### Auszug
= = =

# Gentoo am Grazer Linuxtag

## amne

Wie schon im GWN verkündet wird Gentoo mit einem Stand (der unter anderem von meiner Wenigkeit besetzt sein wird) vertreten sein - wer in der Gegend ist, ist herzlich eingeladen einmal vorbeizuschauen, es dürfte sich auch aufgrund des Vortragsprogrammes auszahlen. 

Ort: FH Joanneum, Graz

Zeit: 20. 5. 2006

Weitere Details siehe im oben verlinkten Artikel und auf http://linuxtage.at/

----------

## Fabiolla

Hallo,

da doch einige Ösis  :Wink:  im Forum sind wollt ich mal fragen, ob jemand auf die Grazer Linuxtage am 19/20 Mai 2006 fährt ?

Programm -> http://www.linuxtage.at/ , lt. GWN gibt es auch einen Gentoo Stand.

lg

edit: Dieses Post diesem Thread hinzugefügt.

amne

----------

## amne

 *Fabiolla wrote:*   

> Hallo,
> 
> ...ob jemand auf die Grazer Linuxtage am 19/20 Mai 2006 fährt ?

 

Um genau zu sein: Am 19. ist der Business-Tag in Kapfenberg und am 20. der Community-Tag in Graz.

----------

## ro

Ich hoffe ich schaffe es hin. Am Businesstag is auch freier Eintritt (oder nur für Abgesandte von Firmen) - bis auf die Workshops mein ich? 

Weiss noch nicht ob ich am Samstag kann, aber wenn dann werd ich dich besuchen  :Wink: 

----------

## amne

 *ro wrote:*   

> Ich hoffe ich schaffe es hin. Am Businesstag is auch freier Eintritt (oder nur für Abgesandte von Firmen) - bis auf die Workshops mein ich? 

 

Ja, auch dort ist freier Eintritt.

----------

= = =

Auszüge aus einem Pointing-Datensatz
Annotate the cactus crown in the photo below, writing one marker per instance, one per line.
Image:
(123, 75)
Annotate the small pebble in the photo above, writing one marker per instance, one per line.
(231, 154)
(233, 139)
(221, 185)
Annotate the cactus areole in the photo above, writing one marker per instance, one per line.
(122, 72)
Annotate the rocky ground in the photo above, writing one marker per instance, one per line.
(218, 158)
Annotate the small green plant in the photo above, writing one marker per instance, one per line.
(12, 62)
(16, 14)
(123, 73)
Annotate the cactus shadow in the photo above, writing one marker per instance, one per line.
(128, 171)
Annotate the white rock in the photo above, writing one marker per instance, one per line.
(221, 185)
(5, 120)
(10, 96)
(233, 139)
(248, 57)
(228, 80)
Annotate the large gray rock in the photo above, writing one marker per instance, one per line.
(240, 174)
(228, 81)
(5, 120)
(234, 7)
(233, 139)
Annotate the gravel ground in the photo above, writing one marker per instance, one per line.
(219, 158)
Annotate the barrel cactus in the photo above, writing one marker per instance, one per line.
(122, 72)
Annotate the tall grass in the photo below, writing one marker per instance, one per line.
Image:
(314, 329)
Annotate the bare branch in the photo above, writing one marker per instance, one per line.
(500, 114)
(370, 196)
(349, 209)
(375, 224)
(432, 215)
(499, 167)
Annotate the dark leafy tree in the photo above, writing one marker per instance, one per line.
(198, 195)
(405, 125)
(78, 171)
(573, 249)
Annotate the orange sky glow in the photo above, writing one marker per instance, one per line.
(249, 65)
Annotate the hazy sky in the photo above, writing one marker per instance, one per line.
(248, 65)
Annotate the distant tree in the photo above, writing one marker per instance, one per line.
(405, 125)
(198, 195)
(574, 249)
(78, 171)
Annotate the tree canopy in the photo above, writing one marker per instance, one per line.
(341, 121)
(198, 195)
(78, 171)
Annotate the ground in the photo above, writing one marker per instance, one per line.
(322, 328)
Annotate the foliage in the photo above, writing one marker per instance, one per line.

= = =

### Anweisung 1
Beantworte zum Thread über den Grazer Linuxtag diese Fragen:
(a) Welcher Ort wird im ersten Beitrag für die Veranstaltung angegeben?
(b) Wo findet am 19. der Business-Tag statt?
(c) Ist laut der letzten Antwort am Businesstag der Eintritt frei?
### Anweisung 2
Gib aus den Datensätzen die Zeilen wortgetreu wieder, beginnend mit der Zeile, die "Annotate the distant" enthält, bis einschließlich zur letzten Zeile der Datensätze.

### Ergebnis 1
(a) FH Joanneum, Graz
(b) In Kapfenberg
(c) Ja, auch dort ist der Eintritt frei.

### Ergebnis 2
Annotate the distant tree in the photo above, writing one marker per instance, one per line.
(405, 125)
(198, 195)
(574, 249)
(78, 171)
Annotate the tree canopy in the photo above, writing one marker per instance, one per line.
(341, 121)
(198, 195)
(78, 171)
Annotate the ground in the photo above, writing one marker per instance, one per line.
(322, 328)
Annotate the foliage in the photo above, writing one marker per instance, one per line.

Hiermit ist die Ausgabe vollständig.